• PROBLEM DETAILS
Would you recast the material below as a numbered list, one line per entry, leaving out the blank lines?

—————

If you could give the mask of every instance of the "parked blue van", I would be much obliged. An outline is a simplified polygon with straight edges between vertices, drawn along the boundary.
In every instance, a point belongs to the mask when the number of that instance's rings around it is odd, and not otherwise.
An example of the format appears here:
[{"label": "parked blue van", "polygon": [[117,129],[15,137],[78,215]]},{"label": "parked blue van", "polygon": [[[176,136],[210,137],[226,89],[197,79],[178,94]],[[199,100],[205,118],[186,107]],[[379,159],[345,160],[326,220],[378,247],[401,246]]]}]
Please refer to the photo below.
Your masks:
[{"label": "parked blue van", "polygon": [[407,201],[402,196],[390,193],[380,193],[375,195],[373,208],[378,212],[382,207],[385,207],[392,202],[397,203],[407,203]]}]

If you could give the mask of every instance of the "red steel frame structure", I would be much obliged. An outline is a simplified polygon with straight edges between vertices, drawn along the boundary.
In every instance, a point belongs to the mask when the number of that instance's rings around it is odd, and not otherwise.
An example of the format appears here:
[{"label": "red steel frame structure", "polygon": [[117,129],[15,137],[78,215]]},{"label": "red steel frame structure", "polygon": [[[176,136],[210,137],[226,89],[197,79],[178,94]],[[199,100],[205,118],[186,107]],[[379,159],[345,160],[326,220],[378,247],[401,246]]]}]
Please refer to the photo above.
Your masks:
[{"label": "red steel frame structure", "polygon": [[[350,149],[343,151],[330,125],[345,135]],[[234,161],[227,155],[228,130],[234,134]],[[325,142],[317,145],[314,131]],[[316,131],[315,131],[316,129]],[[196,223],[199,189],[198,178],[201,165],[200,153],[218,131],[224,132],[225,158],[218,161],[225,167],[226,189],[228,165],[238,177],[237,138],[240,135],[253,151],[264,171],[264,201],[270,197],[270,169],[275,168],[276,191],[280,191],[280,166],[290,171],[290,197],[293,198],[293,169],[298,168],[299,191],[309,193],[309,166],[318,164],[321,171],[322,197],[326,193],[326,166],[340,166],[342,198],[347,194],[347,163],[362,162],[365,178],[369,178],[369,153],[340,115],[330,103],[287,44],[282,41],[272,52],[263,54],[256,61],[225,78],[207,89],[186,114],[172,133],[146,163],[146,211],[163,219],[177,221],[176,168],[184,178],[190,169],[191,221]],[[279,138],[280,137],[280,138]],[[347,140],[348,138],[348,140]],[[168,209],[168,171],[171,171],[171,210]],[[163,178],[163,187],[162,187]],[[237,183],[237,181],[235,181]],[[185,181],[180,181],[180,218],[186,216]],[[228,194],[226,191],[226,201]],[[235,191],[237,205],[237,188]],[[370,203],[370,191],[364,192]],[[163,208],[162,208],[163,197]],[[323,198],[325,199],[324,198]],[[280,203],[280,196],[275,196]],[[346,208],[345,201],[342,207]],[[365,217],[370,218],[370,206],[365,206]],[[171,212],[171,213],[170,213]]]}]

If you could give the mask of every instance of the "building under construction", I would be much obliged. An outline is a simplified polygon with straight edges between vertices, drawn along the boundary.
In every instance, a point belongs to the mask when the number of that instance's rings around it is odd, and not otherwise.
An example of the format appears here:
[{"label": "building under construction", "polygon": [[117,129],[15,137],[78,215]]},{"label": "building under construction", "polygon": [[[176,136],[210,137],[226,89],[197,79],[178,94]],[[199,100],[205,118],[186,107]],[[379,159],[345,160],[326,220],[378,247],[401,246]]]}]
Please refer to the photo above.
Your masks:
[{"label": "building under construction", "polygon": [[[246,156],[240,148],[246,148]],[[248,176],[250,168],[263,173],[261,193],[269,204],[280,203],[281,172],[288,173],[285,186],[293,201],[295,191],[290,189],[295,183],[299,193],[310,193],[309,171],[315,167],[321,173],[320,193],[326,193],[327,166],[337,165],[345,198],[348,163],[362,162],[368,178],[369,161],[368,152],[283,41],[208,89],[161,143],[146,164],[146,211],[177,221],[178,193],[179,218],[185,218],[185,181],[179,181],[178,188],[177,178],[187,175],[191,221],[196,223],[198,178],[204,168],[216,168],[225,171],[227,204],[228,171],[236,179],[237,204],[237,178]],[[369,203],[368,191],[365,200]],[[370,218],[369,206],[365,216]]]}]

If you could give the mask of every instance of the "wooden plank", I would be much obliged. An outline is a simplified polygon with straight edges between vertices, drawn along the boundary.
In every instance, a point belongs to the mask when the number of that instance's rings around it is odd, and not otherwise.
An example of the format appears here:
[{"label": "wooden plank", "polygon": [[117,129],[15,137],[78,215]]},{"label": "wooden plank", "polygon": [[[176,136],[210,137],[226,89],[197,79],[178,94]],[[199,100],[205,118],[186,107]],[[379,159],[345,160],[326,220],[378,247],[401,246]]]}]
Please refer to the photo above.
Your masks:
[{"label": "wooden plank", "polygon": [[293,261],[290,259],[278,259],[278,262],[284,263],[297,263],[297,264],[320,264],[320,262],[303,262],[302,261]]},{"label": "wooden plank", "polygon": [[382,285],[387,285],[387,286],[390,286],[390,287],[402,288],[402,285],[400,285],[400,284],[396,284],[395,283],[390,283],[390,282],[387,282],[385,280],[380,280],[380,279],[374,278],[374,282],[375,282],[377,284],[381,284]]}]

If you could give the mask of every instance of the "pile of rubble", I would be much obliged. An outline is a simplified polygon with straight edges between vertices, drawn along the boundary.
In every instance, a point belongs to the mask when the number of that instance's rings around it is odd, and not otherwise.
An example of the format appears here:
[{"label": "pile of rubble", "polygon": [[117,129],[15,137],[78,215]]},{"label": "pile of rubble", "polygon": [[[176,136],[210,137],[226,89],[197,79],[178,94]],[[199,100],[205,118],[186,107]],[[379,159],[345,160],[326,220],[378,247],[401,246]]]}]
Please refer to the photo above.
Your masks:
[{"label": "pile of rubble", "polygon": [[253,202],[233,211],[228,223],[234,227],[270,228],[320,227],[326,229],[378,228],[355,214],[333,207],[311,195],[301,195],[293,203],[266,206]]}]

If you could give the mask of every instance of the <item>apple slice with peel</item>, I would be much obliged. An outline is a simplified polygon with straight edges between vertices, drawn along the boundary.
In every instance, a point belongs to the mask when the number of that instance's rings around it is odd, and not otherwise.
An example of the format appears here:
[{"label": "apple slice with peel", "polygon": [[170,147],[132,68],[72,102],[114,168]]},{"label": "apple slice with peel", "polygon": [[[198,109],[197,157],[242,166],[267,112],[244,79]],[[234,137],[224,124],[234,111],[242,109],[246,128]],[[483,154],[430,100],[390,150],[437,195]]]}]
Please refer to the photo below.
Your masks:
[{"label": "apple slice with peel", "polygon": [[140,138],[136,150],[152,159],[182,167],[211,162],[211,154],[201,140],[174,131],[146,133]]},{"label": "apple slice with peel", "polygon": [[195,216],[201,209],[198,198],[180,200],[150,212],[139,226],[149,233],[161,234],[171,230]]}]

—————

• THE SOLUTION
1. If you could give the mask of every instance of the "parked blue van", I would be much obliged. An outline is a simplified polygon with straight edges between vertices, drawn along the boundary.
2. In every instance, a point belongs to the mask when the number of that instance's rings around it is odd, and not otherwise.
3. An example of the format appears here:
4. [{"label": "parked blue van", "polygon": [[117,129],[15,137],[78,215]]},{"label": "parked blue van", "polygon": [[[176,136],[210,137],[226,89],[197,79],[178,94]],[[199,100],[205,118],[186,107]],[[379,159],[345,160],[326,220],[378,247],[401,246]]]}]
5. Please refer to the photo below.
6. Your masks:
7. [{"label": "parked blue van", "polygon": [[407,201],[402,196],[390,193],[380,193],[375,195],[373,208],[378,212],[382,207],[385,207],[392,202],[397,203],[407,203]]}]
8. If you could give the mask of every instance of the "red steel frame structure", I would be much obliged. An outline is a simplified polygon with straight edges between vertices, drawn along the boundary.
9. In every instance, a point belongs to the mask when the number of that instance's rings around it is odd, and not otherwise.
10. An example of the format appears here:
11. [{"label": "red steel frame structure", "polygon": [[117,129],[15,137],[78,215]]},{"label": "red steel frame structure", "polygon": [[[176,136],[210,137],[226,89],[197,79],[178,94]],[[199,100],[205,118],[186,107]],[[379,159],[345,160],[326,220],[378,247],[401,246]]]}]
12. Please refer to the photo above.
13. Your masks:
14. [{"label": "red steel frame structure", "polygon": [[[350,149],[343,151],[330,125],[345,135]],[[234,161],[227,155],[228,130],[234,134]],[[325,142],[317,145],[314,131]],[[316,131],[315,131],[316,129]],[[196,223],[199,189],[198,178],[201,165],[200,153],[218,131],[224,132],[225,158],[218,161],[225,167],[226,189],[228,165],[238,177],[237,138],[240,135],[253,151],[264,171],[264,201],[270,197],[270,169],[275,168],[276,191],[280,191],[280,166],[290,171],[290,197],[293,198],[293,169],[298,168],[299,191],[309,193],[309,166],[318,164],[321,171],[322,197],[326,193],[326,166],[340,166],[342,198],[347,194],[347,163],[362,162],[365,178],[369,178],[369,153],[340,115],[330,103],[287,44],[282,41],[272,52],[263,54],[256,61],[225,78],[207,89],[186,114],[172,133],[146,163],[146,211],[163,219],[177,221],[176,168],[184,178],[190,169],[191,221]],[[279,138],[280,137],[280,138]],[[347,140],[348,138],[348,140]],[[168,209],[168,171],[171,171],[171,210]],[[163,178],[163,187],[162,187]],[[237,183],[237,181],[235,181]],[[185,181],[180,181],[180,218],[186,216]],[[228,194],[226,191],[226,201]],[[235,191],[237,205],[237,188]],[[370,203],[370,191],[364,192]],[[163,208],[162,208],[163,197]],[[323,198],[325,199],[324,198]],[[280,203],[280,196],[275,196]],[[346,208],[345,201],[342,207]],[[365,217],[370,218],[370,206],[365,206]],[[171,212],[171,213],[170,213]]]}]
15. If you could give the mask of every instance of the "building under construction", I would be much obliged. An outline is a simplified polygon with straight edges between vertices, drawn along the boundary.
16. In every instance, a point belongs to the mask when the number of that instance's rings around it is odd, and not otherwise.
17. An example of the format appears here:
18. [{"label": "building under construction", "polygon": [[117,129],[15,137],[78,215]]},{"label": "building under construction", "polygon": [[[176,136],[210,137],[226,89],[197,79],[178,94]],[[199,100],[205,118],[186,107]],[[379,159],[345,160],[326,220],[378,247],[401,246]]]}]
19. Please refer to the photo above.
20. Your masks:
21. [{"label": "building under construction", "polygon": [[[246,156],[240,148],[246,148]],[[248,176],[250,168],[263,173],[261,193],[269,204],[280,203],[281,172],[288,173],[285,186],[293,201],[295,191],[290,189],[295,183],[299,193],[310,193],[309,171],[315,167],[321,173],[320,193],[326,193],[327,166],[337,165],[345,198],[348,163],[362,162],[368,178],[369,161],[368,152],[283,41],[208,89],[161,143],[146,164],[146,211],[177,221],[178,193],[179,218],[185,218],[185,181],[179,181],[178,188],[177,178],[187,175],[191,221],[196,223],[198,178],[204,168],[216,168],[225,171],[227,204],[228,171],[236,179],[237,204],[237,178]],[[369,203],[368,191],[365,200]],[[370,218],[369,206],[365,216]]]}]
22. If you could give the mask of every instance of the "wooden plank", I would be much obliged. An outline is a simplified polygon with straight edges between vertices, drawn along the boundary.
23. In every instance, a point belongs to the mask when the number of that instance's rings around it is odd, and not otherwise.
24. An example of the format appears here:
25. [{"label": "wooden plank", "polygon": [[117,129],[15,137],[78,215]]},{"label": "wooden plank", "polygon": [[[176,136],[210,137],[226,89],[197,79],[178,94]],[[199,100],[205,118],[186,107]],[[379,159],[345,160],[326,220],[378,247],[401,246]]]}]
26. Please refer to the photo above.
27. Your masks:
28. [{"label": "wooden plank", "polygon": [[293,261],[290,259],[278,259],[278,262],[284,263],[297,263],[297,264],[320,264],[320,262],[303,262],[302,261]]},{"label": "wooden plank", "polygon": [[382,285],[387,285],[387,286],[390,286],[390,287],[402,288],[402,285],[400,285],[400,284],[396,284],[395,283],[390,283],[390,282],[387,282],[385,280],[380,280],[380,279],[374,278],[374,282],[375,282],[377,284],[381,284]]}]
29. If you could give the mask of every instance of the "pile of rubble", I would be much obliged. An outline is a simplified polygon with straight edges between vertices, drawn along the boundary.
30. In every instance, a point belongs to the mask when the number of that instance's rings around it is odd, and not otherwise.
31. An example of the format appears here:
32. [{"label": "pile of rubble", "polygon": [[117,129],[15,137],[78,215]]},{"label": "pile of rubble", "polygon": [[[176,136],[210,137],[226,89],[197,79],[178,94]],[[199,100],[205,118],[186,107]],[[379,159],[345,160],[326,220],[378,247],[401,246]]]}]
33. Please refer to the photo above.
34. Your masks:
35. [{"label": "pile of rubble", "polygon": [[253,202],[233,211],[228,223],[234,227],[270,228],[320,227],[326,229],[378,228],[355,214],[333,207],[311,195],[301,195],[293,203],[266,206]]}]
36. If you could give the mask of every instance of the <item>apple slice with peel</item>, I would be much obliged. An outline is a simplified polygon with straight edges between vertices, drawn along the boundary.
37. In every instance, a point belongs to the mask when the number of that instance's rings around it is odd, and not otherwise.
38. An example of the format appears here:
39. [{"label": "apple slice with peel", "polygon": [[170,147],[132,68],[72,102],[114,168]]},{"label": "apple slice with peel", "polygon": [[[198,109],[197,157],[242,166],[267,112],[244,79]],[[234,137],[224,124],[234,111],[242,109],[246,128]],[[483,154],[430,100],[390,150],[437,195]]]}]
40. Please refer to the photo below.
41. Your masks:
42. [{"label": "apple slice with peel", "polygon": [[140,138],[136,150],[152,159],[182,167],[211,162],[211,154],[201,140],[174,131],[146,133]]},{"label": "apple slice with peel", "polygon": [[195,216],[201,209],[198,198],[180,200],[150,212],[139,226],[149,233],[161,234],[171,230]]}]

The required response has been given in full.